__Enunciado A__
Segundo o excerto, que jornais relatam o projeto do Pentágono?
__Enunciado B__
Por favor, enumere os modos do mal que, no excerto, o grande feiticeiro passa a macaquear.
__Enunciado C__
Prossiga o excerto sobre o projeto do Pentágono a partir da sua última frase.

__Excerto__
■ ■ ■

Monsters, Inc.

por Chris Floyd [*]

O grande feiticeiro, líder dos Sábios, outrora conhecido em todo o mundo como uma força do bem, tornou-se amargo, temeroso — e ambicioso. Macaqueando os modos do mal que ele outrora combateu — brutalidade, dominação, avareza, terror — ele desceu ao seu laboratório secreto onde, com a magia negra da alquimia e da tecnologia satânica, engendrou uma raça de guerreiros mutantes, "corpos de ferro e vontades de ferro": combatentes ferozes que podem atacar noite e dia, sem descanso, com um espírito de combate que se mantém elevado graças aos lampejos da varinha do feiticeiro.

Uma cena de "O Senhor dos Anéis", de J.R.R. Tolkein, onde o corrupto feiticeiro Saruman molda o seu monstruoso Uruk-Hai para travar uma cruel e impiedosa guerra de dominação? Não, infelizmente trata-se de um esquema muito real que agora está a ser prosseguido pelo Pentágono, cujos feiticeiros da droga e manipuladores genéticos trabalham na criação do "Desempenho Extendido do combatente em guerra" ("Extended Performance War Fighter") , relatam o Daily Telegraph e o Christian Science Monitor.

■ ■ ■

__Dados fornecidos__
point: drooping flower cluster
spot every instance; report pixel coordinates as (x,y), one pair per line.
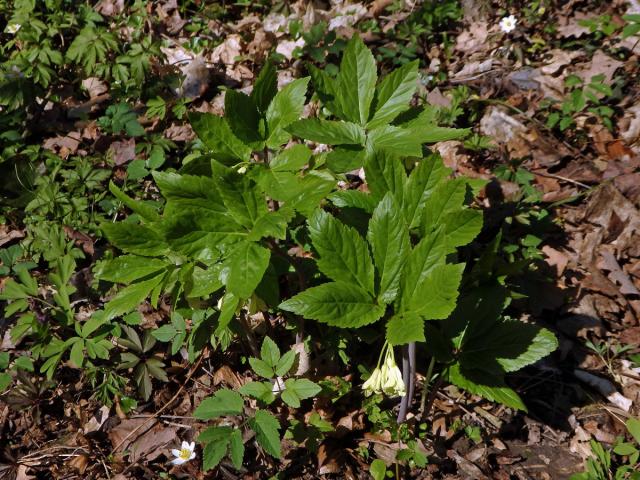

■ ■ ■

__Resposta A__
O Daily Telegraph e o Christian Science Monitor.

__Resposta B__
Brutalidade, dominação, avareza e terror.

__Resposta C__
O sinistro amo do Pentágono, Donald Rumsfeld, está a despejar biliões de dólares de impostos nos fornos de investigação de laboratórios federais e universidades privadas de toda a terra num esforço de grande alcance para desovar "super soldados", movidos por drogas e "cérebros electromagnéticos assassinos" que possam combater sem cessar dias a fio. O trabalho é dirigido pela Defense Advanced Research Projects Agency (DARPA) — sim, a mesma instituição que agora labora sob a tutela do condenado terrorista-conspirador John Poindexter na construção da rede "Conhecimento total da informação" ("Total Information Awareness") que permitirá ao governo monitorar os registos electrónicos e as comunicações de todos os cidadãos.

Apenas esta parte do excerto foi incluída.